● **Text block**
Another café waits for the May Day parade on
Wednesday.
France Wins!
New Government To Be Formed
By Richard Erickson
Paris Kiosque - May 2002 - Volume 9, Number 5
Copyright (c) 2002 Richard Erickson - used with permission
Paris:- Monday, 6. May 2002:- As soon as polling stations
closed at 20:00 last night in France, the first estimates
of the results gave presidential candidates Jacques Chirac a score
of 82.1 percent and Jean-Marie Le Pen 17.9 percent.
Overnight,
the Ministry of the Interior has issued official but possibly
not definitive results. These give Jacques Chirac a total of
82.21 percent and Jean-Marie Le Pen, 17.79 percent. This morning's
Le Parisien headline reads, 'La France a gagné.'
The abstention
rate fell from the first-round's level of 27.4 percent of
eligible voters, to 19.6 percent. Blank or invalid ballots were
5.4 percent of all those cast.
Out of an electorate
of about 41 million registered voters, Mr. Chirac polled 24,742,300
and Mr. Le Pen received 5,446,987 votes.
While Jacques
Chirac benefitted from leftist voters' determination to 'stop' the ultra-right
candidate, Mr. Le Pen increased his vote score yesterday.
Rumors
during the two-week campaign that Le Pen would get 30
or 40 percent of the vote turned out to be
pure fantasy. Le Pen was reported as saying that getting
less than 30 percent would be a 'defeat.'
Election Night
TV Coverage
The private channel TF1 began its election night
broadcast at 19:00, while state-owned channel France-2 went on the
air at 18:50, followed by France-3 at 19:30. Only TFI
was shown as programming a weather forecast before the non-stop
election show.
At one minute before the polls closed at
20:00, France-2 broadcast the initial 'Ipsos'
estimate of the poll results - which are mentioned above.
TF1 gave a 'Sofres' estimate of 82.05% for Chirac at
20:00, followed three minutes later by 17.5% for Le Pen.
At the same time, France-3's estimate was 81.7% for Chirac.
Then, while polling stations around the country busily counted the
ballots cast, political heros from both left and right traded
some not-so-pleasant pleasantries on the little screen.

● **What this exercise asks**
[1] Repeat the passage of the election report between "At the same" and "the little screen.", inclusive.
[2] Answer these questions from the election report:
(a) At what time did France-2 go on the air on election night?
(b) What was the abstention rate in the first round?
(c) How many votes did Mr. Le Pen receive?
[3] Does the election report agree with each statement? Answer yes or no and quote the words that decide it.
(a) TF1 began its election night broadcast before France-3 did.
(b) Blank or invalid ballots made up more than 10 percent of all those cast.
(c) The Ministry of the Interior's results gave Jacques Chirac 82.21 percent.

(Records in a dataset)
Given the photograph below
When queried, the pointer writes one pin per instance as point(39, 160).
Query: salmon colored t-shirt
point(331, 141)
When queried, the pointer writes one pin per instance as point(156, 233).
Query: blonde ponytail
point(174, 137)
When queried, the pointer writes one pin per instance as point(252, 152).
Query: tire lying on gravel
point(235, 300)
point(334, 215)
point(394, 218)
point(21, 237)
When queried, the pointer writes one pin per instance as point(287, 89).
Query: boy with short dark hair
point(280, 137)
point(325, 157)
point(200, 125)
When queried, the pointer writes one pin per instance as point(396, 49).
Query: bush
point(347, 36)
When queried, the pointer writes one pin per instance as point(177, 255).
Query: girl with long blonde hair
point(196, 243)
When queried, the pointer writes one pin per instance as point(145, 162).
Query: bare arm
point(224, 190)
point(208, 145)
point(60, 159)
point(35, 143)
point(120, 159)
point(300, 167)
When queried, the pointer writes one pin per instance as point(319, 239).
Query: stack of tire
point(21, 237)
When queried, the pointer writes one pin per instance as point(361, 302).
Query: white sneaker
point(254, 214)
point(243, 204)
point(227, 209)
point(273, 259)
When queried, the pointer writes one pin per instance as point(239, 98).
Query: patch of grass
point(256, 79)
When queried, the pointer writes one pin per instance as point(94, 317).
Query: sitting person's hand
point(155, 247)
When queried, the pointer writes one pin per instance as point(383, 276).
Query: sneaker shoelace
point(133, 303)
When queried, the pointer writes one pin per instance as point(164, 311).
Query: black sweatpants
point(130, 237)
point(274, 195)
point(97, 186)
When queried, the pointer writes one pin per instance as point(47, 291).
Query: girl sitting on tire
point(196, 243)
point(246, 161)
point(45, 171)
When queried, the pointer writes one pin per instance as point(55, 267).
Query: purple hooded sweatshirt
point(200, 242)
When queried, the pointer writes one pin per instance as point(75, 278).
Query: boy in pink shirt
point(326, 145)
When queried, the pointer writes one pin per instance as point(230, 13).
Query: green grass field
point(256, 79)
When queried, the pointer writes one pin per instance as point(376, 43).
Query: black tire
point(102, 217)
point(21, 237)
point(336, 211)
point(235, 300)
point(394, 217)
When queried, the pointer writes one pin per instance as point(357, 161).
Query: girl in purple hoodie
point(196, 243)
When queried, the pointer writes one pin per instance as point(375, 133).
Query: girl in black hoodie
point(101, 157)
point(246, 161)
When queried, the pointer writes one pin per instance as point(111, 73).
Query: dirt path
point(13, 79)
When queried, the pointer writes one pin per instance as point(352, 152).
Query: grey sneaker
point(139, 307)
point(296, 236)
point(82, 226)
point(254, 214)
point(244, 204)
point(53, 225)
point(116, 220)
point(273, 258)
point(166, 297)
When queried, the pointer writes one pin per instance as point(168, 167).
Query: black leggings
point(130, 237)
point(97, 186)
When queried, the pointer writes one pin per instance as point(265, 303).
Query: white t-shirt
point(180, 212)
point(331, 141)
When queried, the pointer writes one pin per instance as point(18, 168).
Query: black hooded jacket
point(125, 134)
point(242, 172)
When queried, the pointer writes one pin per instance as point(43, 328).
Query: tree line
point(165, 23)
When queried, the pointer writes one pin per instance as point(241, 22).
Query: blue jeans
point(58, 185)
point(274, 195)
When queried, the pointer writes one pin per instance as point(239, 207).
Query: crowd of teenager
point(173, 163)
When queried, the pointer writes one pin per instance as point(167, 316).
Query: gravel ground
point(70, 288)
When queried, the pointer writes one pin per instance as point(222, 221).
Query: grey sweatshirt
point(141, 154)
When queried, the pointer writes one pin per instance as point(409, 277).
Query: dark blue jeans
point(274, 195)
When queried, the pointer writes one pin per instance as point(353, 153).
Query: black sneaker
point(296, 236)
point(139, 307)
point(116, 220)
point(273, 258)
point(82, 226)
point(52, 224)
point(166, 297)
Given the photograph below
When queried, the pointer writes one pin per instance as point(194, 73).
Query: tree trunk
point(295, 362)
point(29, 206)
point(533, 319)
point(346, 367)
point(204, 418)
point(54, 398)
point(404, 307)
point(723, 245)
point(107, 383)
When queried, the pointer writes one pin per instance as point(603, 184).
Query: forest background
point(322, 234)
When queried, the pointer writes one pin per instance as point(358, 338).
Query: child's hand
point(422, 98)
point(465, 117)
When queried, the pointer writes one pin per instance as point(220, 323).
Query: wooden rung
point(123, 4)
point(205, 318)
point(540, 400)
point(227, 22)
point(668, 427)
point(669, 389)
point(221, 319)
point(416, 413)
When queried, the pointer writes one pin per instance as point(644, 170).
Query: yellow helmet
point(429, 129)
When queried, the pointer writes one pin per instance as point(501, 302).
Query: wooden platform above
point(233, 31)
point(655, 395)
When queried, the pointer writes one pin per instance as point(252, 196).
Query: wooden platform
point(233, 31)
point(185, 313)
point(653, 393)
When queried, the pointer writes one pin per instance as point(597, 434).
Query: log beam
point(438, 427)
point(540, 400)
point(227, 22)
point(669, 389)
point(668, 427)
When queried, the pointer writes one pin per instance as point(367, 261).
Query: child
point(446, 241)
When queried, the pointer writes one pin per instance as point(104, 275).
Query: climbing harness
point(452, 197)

* * *

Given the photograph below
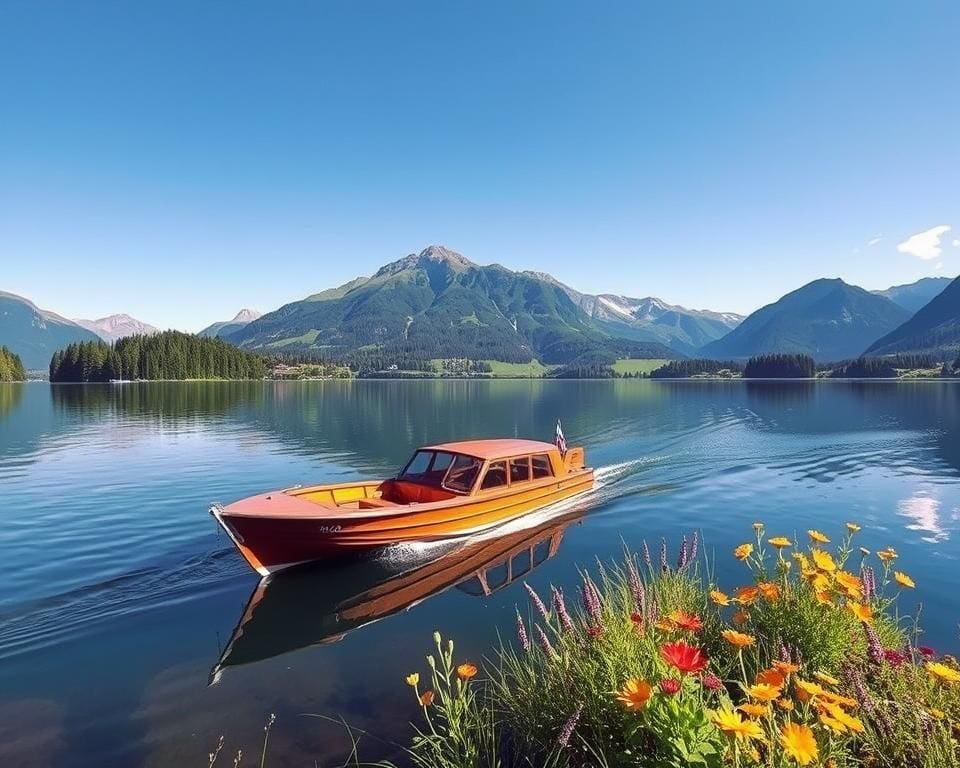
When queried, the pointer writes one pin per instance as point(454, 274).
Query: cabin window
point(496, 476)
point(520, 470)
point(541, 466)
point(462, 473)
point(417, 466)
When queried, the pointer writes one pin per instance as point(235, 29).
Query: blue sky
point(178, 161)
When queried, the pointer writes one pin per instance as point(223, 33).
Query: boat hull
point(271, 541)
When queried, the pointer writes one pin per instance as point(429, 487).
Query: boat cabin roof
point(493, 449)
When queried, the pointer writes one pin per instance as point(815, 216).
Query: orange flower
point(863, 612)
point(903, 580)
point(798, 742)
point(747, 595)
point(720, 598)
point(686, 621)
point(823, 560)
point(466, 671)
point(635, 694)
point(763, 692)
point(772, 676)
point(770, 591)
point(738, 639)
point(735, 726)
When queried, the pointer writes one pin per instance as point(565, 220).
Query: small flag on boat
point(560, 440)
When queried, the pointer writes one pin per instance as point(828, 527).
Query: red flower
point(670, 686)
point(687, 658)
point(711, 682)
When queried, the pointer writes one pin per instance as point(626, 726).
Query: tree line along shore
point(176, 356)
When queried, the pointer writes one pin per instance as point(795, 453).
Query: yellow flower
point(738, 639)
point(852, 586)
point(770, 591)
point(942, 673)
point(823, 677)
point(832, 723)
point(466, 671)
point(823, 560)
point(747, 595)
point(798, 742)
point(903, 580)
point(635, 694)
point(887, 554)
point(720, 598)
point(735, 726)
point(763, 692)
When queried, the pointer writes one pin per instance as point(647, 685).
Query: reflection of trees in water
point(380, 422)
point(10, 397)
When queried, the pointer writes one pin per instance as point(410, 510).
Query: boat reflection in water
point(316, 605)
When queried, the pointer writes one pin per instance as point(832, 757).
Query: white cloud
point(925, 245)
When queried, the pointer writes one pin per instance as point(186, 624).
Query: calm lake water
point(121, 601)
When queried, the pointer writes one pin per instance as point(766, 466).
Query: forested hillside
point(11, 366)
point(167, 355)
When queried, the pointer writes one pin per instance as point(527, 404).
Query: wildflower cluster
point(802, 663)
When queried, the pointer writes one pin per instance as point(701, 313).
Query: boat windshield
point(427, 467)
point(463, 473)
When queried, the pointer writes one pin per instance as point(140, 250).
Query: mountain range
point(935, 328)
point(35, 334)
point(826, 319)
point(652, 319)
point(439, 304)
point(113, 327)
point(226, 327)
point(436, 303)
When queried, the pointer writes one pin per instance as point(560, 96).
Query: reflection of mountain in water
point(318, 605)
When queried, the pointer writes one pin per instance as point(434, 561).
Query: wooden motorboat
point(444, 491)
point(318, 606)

● **Task-by-task outputs**
[1]
At the same time, France-3's estimate was 81.7% for Chirac.
Then, while polling stations around the country busily counted the
ballots cast, political heros from both left and right traded
some not-so-pleasant pleasantries on the little screen.

[2]
(a) 18:50
(b) 27.4 percent of eligible voters
(c) 5,446,987

[3]
(a) Yes: "The private channel TF1 began its election night broadcast at 19:00" and "followed by France-3 at 19:30."
(b) No: "Blank or invalid ballots were 5.4 percent of all those cast."
(c) Yes: "These give Jacques Chirac a total of 82.21 percent"